• _REQUEST_:
Transcribe the records below in full; pictures stay out of the copy.

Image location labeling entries
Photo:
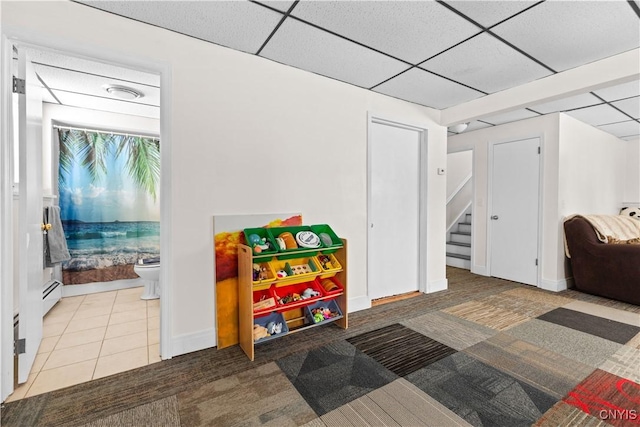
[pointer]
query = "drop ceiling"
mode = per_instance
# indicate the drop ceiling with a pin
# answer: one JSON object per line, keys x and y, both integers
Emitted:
{"x": 434, "y": 53}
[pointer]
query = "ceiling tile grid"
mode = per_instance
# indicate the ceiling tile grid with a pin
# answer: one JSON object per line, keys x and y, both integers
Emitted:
{"x": 487, "y": 64}
{"x": 311, "y": 49}
{"x": 598, "y": 115}
{"x": 564, "y": 104}
{"x": 240, "y": 25}
{"x": 628, "y": 129}
{"x": 425, "y": 88}
{"x": 489, "y": 13}
{"x": 567, "y": 34}
{"x": 630, "y": 106}
{"x": 414, "y": 32}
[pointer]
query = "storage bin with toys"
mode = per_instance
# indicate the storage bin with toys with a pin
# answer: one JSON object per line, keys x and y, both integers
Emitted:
{"x": 303, "y": 280}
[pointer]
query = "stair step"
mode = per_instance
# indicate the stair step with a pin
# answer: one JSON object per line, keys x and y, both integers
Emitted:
{"x": 460, "y": 256}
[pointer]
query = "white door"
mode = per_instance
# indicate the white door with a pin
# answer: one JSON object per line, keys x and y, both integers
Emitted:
{"x": 394, "y": 168}
{"x": 514, "y": 211}
{"x": 30, "y": 215}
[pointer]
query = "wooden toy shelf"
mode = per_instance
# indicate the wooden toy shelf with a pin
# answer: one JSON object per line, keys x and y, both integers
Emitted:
{"x": 295, "y": 316}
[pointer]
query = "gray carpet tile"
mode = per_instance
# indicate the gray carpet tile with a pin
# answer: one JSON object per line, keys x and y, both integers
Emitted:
{"x": 481, "y": 394}
{"x": 334, "y": 375}
{"x": 400, "y": 349}
{"x": 594, "y": 325}
{"x": 259, "y": 396}
{"x": 624, "y": 363}
{"x": 163, "y": 412}
{"x": 450, "y": 330}
{"x": 582, "y": 347}
{"x": 544, "y": 369}
{"x": 562, "y": 414}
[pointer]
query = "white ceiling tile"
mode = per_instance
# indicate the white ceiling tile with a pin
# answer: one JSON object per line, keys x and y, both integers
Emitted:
{"x": 303, "y": 46}
{"x": 277, "y": 4}
{"x": 511, "y": 116}
{"x": 625, "y": 90}
{"x": 631, "y": 106}
{"x": 66, "y": 62}
{"x": 486, "y": 64}
{"x": 567, "y": 34}
{"x": 427, "y": 89}
{"x": 239, "y": 25}
{"x": 72, "y": 81}
{"x": 598, "y": 115}
{"x": 102, "y": 104}
{"x": 488, "y": 13}
{"x": 411, "y": 31}
{"x": 570, "y": 103}
{"x": 629, "y": 128}
{"x": 475, "y": 125}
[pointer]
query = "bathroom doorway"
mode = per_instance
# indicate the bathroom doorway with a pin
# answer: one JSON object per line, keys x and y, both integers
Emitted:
{"x": 99, "y": 319}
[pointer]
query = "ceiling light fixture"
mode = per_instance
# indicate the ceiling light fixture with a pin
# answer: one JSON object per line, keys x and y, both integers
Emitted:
{"x": 459, "y": 128}
{"x": 123, "y": 92}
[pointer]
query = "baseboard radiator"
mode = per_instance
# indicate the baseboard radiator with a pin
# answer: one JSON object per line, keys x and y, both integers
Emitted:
{"x": 51, "y": 294}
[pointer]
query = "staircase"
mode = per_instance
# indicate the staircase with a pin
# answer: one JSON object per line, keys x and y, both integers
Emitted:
{"x": 459, "y": 245}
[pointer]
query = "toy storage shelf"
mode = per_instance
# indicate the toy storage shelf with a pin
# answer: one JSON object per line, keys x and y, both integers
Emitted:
{"x": 297, "y": 315}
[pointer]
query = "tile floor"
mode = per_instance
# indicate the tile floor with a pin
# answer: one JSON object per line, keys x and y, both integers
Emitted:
{"x": 91, "y": 336}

• _FULL OUTPUT_:
Photo:
[pointer]
query = "drop ceiling"
mode = per_instance
# indicate the drop ceiling with a pin
# answer: one JSON object per line, keys x and y, both integers
Emitted:
{"x": 434, "y": 53}
[pointer]
query = "ceiling tile grid"
mode = per_instance
# indicate the ceiling tile grid with a pin
# answer: one JSON object per line, keys x and y, both integers
Emitted:
{"x": 487, "y": 64}
{"x": 311, "y": 49}
{"x": 598, "y": 115}
{"x": 564, "y": 104}
{"x": 240, "y": 25}
{"x": 628, "y": 129}
{"x": 425, "y": 88}
{"x": 489, "y": 13}
{"x": 567, "y": 34}
{"x": 630, "y": 106}
{"x": 414, "y": 32}
[pointer]
query = "storage bin with toys"
mode = per_instance
# indicate the storage bin with toys with a pin
# answer: one JSON object per line, keys x and y, both integers
Emitted:
{"x": 303, "y": 280}
[pointer]
query = "stair step"
mode = per_instance
# indicate the stair step with a pin
# answer: one JSON object per line, keys x and y, both integers
Emitted:
{"x": 460, "y": 256}
[pointer]
query = "white door"
mode = per_instance
# indicate the white door with a pin
# answer: one JSON object per line, keys x and y, both integers
Emitted:
{"x": 394, "y": 168}
{"x": 514, "y": 211}
{"x": 30, "y": 215}
[pointer]
query = "wooden toy shelf"
mode = per_instance
# indicate the wooden toy shelf with a pin
# answer: one JSON object per line, keys x and y, both integers
Emitted:
{"x": 295, "y": 316}
[pointer]
query = "gray carpet tile"
mode = per_instance
# indicate the gray carpet tile with a pin
# answer: one JSON object per line, keys x and y, both integers
Emitted:
{"x": 481, "y": 394}
{"x": 334, "y": 375}
{"x": 400, "y": 349}
{"x": 594, "y": 325}
{"x": 259, "y": 396}
{"x": 624, "y": 363}
{"x": 163, "y": 412}
{"x": 450, "y": 330}
{"x": 582, "y": 347}
{"x": 544, "y": 369}
{"x": 562, "y": 414}
[pointer]
query = "white ceiling tile"
mode = per_instance
# indicate the white ceiling tile with a pin
# answer: one JSON object per line, keys x and y, both integers
Emitted:
{"x": 303, "y": 46}
{"x": 277, "y": 4}
{"x": 511, "y": 116}
{"x": 625, "y": 90}
{"x": 631, "y": 106}
{"x": 66, "y": 62}
{"x": 486, "y": 64}
{"x": 567, "y": 34}
{"x": 427, "y": 89}
{"x": 239, "y": 25}
{"x": 72, "y": 81}
{"x": 598, "y": 115}
{"x": 102, "y": 104}
{"x": 488, "y": 13}
{"x": 411, "y": 31}
{"x": 570, "y": 103}
{"x": 629, "y": 128}
{"x": 475, "y": 125}
[pointer]
query = "bathroom doorway"
mode = per_instance
# indicate the bathroom doorway with a pin
# answer: one JSON object per line, keys x and y, both integers
Emitted:
{"x": 99, "y": 319}
[pointer]
query = "ceiling light fixture"
mode = per_instance
# indicate the ceiling light fixture with a pin
# answer: one JSON object per line, keys x and y, both integers
Emitted:
{"x": 459, "y": 128}
{"x": 123, "y": 92}
[pointer]
query = "baseboard radiator"
mode = per_instance
# indicate the baseboard radiator with a pin
# answer: one JSON object per line, keys x and y, both integers
Emitted:
{"x": 51, "y": 294}
[pointer]
query = "staircase"
mode = per_instance
# indicate the staircase with a pin
# answer: one JSON object per line, keys x and y, both integers
Emitted:
{"x": 459, "y": 245}
[pointer]
query = "toy storage shelf"
mode = per_instance
# indicate the toy storage shelf with a pin
# answer: one JSON object per line, keys x and y, both integers
Emitted:
{"x": 297, "y": 315}
[pointer]
query = "tile floor"
mode = per_instance
# indicate the tile floor with a pin
# answer: one JSON object per line, keys x and y, both integers
Emitted:
{"x": 91, "y": 336}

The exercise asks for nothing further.